* Input records
----------------------------------------

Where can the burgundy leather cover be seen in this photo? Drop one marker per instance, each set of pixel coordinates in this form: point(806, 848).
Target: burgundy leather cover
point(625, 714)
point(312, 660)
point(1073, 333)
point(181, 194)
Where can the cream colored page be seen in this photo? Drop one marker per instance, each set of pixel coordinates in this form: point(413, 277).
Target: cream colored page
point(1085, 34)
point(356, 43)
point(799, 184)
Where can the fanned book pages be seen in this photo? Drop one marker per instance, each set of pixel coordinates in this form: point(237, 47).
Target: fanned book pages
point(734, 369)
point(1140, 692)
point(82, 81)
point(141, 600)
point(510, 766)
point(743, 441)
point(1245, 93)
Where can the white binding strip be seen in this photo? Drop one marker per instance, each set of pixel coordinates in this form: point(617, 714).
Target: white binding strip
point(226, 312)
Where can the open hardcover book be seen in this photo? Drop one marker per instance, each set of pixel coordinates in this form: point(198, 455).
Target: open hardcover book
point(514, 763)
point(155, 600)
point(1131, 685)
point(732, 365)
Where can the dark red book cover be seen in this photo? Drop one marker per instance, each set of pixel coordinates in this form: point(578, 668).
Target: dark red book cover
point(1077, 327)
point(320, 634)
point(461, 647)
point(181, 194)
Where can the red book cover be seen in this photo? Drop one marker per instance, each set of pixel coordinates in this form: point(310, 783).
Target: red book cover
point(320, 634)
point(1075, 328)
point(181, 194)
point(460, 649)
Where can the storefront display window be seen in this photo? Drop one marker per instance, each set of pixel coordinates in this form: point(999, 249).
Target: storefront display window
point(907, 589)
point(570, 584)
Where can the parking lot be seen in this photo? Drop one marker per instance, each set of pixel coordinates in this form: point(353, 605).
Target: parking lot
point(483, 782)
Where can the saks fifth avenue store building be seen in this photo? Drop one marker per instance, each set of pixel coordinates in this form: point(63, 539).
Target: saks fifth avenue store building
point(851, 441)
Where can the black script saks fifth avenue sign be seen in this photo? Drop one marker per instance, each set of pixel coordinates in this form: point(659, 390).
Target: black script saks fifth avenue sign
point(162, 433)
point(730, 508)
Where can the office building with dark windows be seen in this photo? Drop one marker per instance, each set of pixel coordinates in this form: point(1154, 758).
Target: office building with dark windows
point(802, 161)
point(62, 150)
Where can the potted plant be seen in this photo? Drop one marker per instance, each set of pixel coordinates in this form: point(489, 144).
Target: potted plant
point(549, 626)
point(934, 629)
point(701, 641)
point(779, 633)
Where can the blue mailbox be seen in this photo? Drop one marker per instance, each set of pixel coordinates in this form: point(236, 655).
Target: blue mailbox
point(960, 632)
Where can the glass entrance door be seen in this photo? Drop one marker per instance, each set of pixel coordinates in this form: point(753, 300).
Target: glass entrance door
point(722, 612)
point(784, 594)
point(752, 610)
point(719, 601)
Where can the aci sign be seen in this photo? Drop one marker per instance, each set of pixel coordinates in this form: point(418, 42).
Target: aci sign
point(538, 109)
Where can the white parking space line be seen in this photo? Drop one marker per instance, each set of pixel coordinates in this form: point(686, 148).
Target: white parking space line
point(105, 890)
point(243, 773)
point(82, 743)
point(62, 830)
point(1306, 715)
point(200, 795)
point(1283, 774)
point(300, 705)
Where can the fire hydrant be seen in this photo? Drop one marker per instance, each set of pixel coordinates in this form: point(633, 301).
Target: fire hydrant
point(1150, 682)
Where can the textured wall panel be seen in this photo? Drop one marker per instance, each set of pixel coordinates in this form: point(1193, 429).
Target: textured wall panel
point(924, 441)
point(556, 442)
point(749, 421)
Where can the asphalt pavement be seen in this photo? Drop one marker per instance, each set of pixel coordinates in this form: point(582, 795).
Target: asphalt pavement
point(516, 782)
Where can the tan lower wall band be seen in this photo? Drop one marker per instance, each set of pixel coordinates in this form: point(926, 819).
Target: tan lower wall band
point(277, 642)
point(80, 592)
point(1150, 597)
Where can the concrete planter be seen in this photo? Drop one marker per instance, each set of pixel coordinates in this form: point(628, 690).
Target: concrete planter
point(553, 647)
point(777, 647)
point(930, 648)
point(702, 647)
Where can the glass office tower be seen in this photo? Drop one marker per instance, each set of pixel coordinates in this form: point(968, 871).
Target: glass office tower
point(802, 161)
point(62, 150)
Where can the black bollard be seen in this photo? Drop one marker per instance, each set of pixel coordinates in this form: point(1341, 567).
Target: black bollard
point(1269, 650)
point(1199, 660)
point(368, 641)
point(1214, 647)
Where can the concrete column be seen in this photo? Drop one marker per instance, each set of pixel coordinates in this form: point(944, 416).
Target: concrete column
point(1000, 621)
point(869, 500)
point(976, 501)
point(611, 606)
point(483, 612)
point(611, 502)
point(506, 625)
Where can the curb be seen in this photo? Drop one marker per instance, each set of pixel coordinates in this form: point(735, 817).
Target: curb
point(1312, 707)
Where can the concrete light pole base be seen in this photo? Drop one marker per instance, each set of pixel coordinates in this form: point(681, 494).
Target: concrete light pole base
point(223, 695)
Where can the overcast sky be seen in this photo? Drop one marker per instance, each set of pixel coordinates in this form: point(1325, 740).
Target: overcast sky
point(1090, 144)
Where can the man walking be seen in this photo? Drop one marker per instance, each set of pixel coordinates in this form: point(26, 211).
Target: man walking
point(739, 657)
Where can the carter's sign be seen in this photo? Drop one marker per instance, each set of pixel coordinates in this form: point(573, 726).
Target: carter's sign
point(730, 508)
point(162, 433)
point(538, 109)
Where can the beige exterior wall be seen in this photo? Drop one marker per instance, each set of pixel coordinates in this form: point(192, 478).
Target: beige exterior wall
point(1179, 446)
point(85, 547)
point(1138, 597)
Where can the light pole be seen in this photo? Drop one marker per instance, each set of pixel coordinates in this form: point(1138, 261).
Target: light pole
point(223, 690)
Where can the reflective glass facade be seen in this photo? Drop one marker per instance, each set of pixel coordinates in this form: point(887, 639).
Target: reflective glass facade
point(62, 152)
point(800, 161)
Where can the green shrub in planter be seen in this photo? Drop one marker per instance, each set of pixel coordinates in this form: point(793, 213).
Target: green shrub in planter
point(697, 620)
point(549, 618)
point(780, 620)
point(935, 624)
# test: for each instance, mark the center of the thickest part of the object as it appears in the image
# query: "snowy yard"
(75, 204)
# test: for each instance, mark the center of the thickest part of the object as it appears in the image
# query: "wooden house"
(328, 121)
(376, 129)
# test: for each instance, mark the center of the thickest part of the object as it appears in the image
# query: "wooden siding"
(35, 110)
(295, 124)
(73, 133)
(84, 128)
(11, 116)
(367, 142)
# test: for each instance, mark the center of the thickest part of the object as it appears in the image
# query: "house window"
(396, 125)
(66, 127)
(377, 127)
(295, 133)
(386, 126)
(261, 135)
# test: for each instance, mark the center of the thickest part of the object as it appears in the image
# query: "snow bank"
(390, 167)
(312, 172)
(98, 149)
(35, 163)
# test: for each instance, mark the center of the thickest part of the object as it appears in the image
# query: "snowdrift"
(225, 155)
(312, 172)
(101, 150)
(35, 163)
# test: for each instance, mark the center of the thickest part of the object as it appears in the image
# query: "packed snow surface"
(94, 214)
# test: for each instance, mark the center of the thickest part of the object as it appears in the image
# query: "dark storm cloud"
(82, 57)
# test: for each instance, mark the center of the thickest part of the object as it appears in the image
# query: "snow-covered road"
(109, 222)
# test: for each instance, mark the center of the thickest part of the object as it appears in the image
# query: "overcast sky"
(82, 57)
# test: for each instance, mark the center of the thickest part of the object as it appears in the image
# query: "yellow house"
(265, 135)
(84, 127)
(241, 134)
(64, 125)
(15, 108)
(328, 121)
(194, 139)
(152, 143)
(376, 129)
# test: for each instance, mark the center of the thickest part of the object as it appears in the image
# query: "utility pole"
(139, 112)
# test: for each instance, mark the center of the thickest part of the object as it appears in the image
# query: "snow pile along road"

----------------------------------------

* Problem description
Reproduce word for word the lines of the items above, starting with the line that contains "Where can the curb" and going on through the line that contains "point(223, 695)", including both of those lines.

* Correct response
Where can the curb be seen in this photo? Drop one marker per instance, each set of pixel coordinates in this form: point(735, 817).
Target: curb
point(1312, 707)
Where can the concrete light pole base be seen in this photo? Drop one marker per instance, each set of pixel coordinates in this form: point(681, 494).
Target: concrete light pole base
point(223, 695)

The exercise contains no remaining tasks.